# Requirement
Give back the line where "the sailboat, place" appears and all the lines after it until the listing ends, unchanged and with nothing else.
— start of Recorded data —
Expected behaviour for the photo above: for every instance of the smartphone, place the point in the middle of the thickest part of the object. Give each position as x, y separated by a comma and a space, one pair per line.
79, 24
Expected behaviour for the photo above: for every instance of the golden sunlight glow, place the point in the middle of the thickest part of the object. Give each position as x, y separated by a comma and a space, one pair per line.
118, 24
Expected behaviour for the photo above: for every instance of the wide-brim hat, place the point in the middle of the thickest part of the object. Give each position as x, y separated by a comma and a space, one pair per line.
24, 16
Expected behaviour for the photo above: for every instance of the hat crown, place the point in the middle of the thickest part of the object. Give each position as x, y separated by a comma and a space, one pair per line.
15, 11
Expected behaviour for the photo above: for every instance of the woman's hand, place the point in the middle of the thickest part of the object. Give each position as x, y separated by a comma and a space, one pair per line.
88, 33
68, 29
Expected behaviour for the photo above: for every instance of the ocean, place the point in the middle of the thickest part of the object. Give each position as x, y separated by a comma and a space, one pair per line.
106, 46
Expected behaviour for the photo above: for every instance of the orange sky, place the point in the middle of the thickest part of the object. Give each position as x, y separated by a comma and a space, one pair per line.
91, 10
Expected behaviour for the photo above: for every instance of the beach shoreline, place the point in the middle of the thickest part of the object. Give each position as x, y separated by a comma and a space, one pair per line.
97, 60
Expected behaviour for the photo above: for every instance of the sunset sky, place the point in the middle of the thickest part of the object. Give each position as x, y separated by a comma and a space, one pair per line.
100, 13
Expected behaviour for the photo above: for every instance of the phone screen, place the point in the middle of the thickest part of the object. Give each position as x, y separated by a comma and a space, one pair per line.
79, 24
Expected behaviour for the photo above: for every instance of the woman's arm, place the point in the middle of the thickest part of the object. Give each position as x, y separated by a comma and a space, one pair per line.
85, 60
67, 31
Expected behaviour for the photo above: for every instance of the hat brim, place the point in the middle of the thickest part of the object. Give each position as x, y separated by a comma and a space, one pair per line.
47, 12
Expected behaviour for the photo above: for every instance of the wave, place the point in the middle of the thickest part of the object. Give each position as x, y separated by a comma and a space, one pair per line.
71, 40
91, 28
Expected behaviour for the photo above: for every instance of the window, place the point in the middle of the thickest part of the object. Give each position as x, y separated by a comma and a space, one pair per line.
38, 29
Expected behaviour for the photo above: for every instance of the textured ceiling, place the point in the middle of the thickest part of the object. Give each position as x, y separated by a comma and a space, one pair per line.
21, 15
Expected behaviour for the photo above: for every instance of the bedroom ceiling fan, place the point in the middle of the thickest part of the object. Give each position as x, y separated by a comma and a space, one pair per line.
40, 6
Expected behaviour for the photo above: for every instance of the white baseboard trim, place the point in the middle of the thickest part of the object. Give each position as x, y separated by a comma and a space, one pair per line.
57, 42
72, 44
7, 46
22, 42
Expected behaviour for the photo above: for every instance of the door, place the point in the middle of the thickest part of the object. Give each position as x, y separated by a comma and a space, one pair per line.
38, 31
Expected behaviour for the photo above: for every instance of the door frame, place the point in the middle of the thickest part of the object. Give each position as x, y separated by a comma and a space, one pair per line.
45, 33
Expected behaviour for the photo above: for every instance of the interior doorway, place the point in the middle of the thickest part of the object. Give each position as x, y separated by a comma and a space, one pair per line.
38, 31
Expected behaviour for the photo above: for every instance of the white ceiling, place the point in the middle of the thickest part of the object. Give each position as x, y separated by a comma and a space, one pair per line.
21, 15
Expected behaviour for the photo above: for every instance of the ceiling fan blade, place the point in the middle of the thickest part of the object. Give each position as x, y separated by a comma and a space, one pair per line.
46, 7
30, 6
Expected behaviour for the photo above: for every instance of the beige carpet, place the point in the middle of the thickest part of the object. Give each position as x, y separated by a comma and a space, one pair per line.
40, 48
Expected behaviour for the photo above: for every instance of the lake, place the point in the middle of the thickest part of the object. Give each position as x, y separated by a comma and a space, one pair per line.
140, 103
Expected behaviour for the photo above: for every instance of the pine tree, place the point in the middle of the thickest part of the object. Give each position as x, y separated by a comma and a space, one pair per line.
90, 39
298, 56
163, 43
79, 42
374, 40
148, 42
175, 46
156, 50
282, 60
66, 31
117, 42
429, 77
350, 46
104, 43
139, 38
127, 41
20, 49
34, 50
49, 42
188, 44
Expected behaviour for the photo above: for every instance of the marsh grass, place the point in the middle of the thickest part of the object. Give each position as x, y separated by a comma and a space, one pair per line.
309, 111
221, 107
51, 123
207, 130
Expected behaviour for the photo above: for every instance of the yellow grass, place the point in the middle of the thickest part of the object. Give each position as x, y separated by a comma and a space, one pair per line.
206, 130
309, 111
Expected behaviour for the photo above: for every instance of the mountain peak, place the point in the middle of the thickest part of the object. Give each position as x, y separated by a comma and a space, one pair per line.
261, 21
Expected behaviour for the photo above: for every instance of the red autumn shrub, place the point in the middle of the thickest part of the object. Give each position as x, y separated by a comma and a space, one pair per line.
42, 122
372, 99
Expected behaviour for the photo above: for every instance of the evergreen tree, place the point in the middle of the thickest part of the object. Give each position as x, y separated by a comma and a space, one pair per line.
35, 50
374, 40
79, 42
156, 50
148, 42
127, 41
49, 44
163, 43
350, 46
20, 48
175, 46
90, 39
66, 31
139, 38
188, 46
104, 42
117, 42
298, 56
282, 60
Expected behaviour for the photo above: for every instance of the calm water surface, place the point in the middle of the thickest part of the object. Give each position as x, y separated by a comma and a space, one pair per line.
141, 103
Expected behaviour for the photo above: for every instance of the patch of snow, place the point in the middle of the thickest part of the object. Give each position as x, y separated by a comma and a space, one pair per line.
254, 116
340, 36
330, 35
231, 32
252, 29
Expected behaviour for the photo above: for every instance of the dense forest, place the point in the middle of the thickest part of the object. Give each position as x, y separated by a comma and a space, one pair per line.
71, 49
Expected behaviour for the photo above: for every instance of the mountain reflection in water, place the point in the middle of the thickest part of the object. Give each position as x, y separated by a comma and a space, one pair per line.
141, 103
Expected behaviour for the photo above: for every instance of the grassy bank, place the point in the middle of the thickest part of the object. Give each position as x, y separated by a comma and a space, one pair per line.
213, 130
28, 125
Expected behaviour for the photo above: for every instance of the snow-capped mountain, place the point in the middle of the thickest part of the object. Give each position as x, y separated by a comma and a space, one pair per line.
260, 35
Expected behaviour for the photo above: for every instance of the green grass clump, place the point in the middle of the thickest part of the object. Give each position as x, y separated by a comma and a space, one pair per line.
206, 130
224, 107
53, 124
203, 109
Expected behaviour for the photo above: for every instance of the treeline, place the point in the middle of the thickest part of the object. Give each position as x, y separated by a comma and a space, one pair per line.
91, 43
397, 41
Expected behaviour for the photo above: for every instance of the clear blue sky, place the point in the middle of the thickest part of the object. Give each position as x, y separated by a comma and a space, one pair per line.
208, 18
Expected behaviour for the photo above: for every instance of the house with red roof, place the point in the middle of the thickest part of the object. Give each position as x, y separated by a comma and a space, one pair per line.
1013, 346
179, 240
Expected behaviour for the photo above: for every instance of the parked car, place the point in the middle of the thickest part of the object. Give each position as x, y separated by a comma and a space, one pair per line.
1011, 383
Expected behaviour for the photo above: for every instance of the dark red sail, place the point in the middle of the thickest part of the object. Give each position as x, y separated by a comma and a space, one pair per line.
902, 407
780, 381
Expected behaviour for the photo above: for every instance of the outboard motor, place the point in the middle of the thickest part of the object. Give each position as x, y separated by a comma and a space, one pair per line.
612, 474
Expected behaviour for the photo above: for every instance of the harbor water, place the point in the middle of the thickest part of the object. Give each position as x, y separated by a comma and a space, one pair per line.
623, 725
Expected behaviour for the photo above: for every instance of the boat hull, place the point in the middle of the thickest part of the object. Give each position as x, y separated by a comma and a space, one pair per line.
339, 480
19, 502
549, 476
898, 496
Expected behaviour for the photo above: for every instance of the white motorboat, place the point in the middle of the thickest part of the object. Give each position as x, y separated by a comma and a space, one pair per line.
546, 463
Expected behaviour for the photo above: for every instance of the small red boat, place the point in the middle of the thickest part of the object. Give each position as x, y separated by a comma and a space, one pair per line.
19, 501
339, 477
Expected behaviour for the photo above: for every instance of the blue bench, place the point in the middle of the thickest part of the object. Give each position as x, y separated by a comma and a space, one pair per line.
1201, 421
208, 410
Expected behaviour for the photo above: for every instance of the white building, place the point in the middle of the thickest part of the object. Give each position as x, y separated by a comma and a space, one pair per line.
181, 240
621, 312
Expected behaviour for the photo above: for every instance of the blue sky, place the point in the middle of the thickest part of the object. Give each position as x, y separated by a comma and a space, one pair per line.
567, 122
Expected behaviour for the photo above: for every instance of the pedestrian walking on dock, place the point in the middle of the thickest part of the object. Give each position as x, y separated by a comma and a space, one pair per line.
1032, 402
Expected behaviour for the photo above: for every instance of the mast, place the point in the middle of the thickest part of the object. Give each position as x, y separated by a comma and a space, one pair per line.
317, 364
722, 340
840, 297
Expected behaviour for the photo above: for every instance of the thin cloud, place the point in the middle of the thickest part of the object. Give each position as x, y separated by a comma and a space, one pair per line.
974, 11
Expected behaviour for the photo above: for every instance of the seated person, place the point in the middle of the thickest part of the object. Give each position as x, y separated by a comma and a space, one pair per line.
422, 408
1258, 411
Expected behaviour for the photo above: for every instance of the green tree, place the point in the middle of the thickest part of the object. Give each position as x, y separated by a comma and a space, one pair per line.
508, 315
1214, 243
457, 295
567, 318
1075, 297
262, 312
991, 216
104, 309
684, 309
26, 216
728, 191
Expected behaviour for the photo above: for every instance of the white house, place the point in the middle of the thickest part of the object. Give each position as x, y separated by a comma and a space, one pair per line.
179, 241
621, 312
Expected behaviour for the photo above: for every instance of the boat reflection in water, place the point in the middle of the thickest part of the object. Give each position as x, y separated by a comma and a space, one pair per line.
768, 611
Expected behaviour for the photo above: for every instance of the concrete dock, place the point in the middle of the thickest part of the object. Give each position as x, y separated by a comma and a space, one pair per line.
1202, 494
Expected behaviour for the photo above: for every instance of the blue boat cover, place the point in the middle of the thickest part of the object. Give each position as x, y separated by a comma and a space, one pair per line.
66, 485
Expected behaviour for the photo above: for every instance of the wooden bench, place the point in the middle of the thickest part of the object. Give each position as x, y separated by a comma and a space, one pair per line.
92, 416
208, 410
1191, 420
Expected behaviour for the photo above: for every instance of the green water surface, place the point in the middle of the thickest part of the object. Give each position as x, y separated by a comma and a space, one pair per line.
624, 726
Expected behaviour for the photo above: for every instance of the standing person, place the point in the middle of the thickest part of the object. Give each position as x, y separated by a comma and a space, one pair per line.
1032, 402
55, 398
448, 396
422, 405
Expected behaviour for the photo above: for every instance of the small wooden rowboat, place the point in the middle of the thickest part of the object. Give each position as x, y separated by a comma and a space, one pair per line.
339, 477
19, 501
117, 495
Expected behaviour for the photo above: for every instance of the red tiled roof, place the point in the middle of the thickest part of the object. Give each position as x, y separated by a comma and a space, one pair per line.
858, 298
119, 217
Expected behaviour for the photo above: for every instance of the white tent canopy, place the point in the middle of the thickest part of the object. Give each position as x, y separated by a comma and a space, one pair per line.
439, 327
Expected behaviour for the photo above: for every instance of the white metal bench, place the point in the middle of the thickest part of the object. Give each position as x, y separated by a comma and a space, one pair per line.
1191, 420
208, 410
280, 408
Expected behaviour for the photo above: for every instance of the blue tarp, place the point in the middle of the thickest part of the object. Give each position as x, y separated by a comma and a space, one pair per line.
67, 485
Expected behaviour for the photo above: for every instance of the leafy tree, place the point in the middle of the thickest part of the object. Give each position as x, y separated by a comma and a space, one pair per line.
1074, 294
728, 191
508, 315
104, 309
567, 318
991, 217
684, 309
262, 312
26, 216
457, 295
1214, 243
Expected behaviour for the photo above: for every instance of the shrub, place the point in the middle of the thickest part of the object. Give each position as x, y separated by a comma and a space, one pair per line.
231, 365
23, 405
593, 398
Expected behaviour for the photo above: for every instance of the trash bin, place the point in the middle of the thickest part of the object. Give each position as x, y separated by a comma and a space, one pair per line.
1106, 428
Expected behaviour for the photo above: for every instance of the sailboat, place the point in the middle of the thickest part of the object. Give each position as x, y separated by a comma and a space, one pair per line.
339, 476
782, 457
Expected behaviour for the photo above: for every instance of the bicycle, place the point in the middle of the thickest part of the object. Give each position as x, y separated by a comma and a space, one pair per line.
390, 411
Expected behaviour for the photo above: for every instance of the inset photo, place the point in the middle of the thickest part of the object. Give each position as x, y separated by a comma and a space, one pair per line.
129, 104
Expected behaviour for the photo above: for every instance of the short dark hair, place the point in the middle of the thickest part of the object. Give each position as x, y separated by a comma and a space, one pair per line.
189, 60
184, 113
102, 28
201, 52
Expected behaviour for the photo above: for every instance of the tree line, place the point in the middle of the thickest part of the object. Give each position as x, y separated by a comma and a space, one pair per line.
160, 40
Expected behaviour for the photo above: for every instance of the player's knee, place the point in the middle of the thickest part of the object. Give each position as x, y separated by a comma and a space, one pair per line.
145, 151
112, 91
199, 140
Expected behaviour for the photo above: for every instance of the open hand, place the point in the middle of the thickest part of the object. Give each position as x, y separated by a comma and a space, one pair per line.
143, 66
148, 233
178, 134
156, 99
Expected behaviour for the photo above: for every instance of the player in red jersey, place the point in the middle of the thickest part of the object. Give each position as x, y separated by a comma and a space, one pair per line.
— end of Recorded data —
# Exercise output
Expected behaviour for the photo above: for every instance of the sailboat, place the point in the middle of the thickest part of the object. Give each position as x, y separated by a comma and a space, one pair per line.
339, 476
782, 457
Expected behaviour for the photo above: for every instance of the bicycle, place the point in the middle of the thickest part of the object. Give each position as x, y separated by a comma and a space, one pair per line.
390, 411
Expected behaviour for the photo above: for every instance of the inset photo, place the point in the middle of the thickest part of the object. Give each position as x, y separated by a comma and a space, one pair per line.
129, 104
Expected behaviour for the photo above: for every instance of the short dark hair, place the point in the middle of the thickest part of the object. Give each position as x, y separated by a comma and a space, one pair per line.
189, 60
184, 113
102, 28
201, 52
Expected behaviour for the photo above: for every instance of the tree line, place the point in the middle of the thickest part of the object. Give each position as x, y separated by a comma and a space, one pair per line.
160, 40
Expected behaviour for the photo above: for every instance of the player's knee, place the point in the middle of the thickest part of the object. Give each position as x, y separated by a comma and a space, one pair per line.
145, 151
112, 91
199, 140
Expected behaviour for the photo above: for every instance of the open hand, place the point in the middle of the thickest part of the object. Give each position as x, y separated by a comma and a space, one pair per line.
143, 66
148, 233
178, 134
156, 99
Expected behaviour for the photo above: for every instance of the player in red jersey, place the point in the middle of the thickest part of the object. Give each position as x, y separated by a comma and a space, one pair per line.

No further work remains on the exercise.